-- START MATERIAL SUPPLIED --

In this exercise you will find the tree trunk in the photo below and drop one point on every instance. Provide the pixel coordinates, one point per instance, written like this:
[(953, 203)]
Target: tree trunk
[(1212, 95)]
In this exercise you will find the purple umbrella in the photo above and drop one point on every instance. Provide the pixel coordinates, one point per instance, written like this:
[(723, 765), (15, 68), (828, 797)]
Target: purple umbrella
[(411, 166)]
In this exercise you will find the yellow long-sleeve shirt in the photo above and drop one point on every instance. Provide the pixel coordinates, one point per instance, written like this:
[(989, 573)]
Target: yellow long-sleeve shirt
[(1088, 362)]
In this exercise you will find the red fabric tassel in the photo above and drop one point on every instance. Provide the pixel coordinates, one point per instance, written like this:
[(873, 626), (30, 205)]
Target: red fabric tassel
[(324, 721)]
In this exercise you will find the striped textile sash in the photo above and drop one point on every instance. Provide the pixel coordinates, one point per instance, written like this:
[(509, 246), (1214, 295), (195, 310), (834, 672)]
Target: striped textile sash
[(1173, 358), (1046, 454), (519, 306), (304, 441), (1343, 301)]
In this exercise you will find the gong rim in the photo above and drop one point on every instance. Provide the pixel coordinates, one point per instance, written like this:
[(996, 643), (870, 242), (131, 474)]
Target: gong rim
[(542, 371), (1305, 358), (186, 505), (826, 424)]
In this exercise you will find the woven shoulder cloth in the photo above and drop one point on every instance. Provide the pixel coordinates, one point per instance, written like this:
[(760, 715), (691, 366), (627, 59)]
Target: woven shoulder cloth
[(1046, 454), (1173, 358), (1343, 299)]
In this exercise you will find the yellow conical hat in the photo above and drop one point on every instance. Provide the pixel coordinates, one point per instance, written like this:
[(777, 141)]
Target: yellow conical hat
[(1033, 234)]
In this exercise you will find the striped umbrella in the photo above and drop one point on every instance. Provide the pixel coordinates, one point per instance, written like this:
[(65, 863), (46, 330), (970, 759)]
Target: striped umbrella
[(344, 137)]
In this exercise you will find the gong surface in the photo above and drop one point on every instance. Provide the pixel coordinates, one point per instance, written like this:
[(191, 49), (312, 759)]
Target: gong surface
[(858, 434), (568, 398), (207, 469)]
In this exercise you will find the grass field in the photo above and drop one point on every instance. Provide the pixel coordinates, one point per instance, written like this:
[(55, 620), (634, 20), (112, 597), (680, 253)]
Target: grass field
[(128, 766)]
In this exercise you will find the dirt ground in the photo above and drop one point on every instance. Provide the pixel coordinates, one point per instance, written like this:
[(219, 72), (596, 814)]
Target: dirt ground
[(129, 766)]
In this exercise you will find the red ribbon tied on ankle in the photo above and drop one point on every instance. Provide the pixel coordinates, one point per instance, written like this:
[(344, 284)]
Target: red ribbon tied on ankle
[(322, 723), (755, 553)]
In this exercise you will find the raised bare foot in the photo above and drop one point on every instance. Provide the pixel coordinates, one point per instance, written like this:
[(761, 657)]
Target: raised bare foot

-- END MATERIAL SUPPLIED --

→ DIRECTION: Copy the records from the line with "In this exercise you will find the woven" to the line with "[(1033, 234)]", including both of those lines and the requests. Offset every coordinate in the answers by adding 36 to each number.

→ TASK ANSWER:
In this exercise you will find the woven shoulder cloth in the photo above and drop one point on every instance. Provide the pixel coordinates, one point per instance, written like this:
[(760, 715), (691, 366), (627, 59)]
Target: woven shoulder cloth
[(1082, 490), (1209, 394), (1379, 335)]
In this exercise you will find the yellow conical hat in the photo above and drop one point on every instance. Provide the pixel coordinates, one point per instance, written like this:
[(777, 141)]
Target: yellow conical hat
[(1069, 270)]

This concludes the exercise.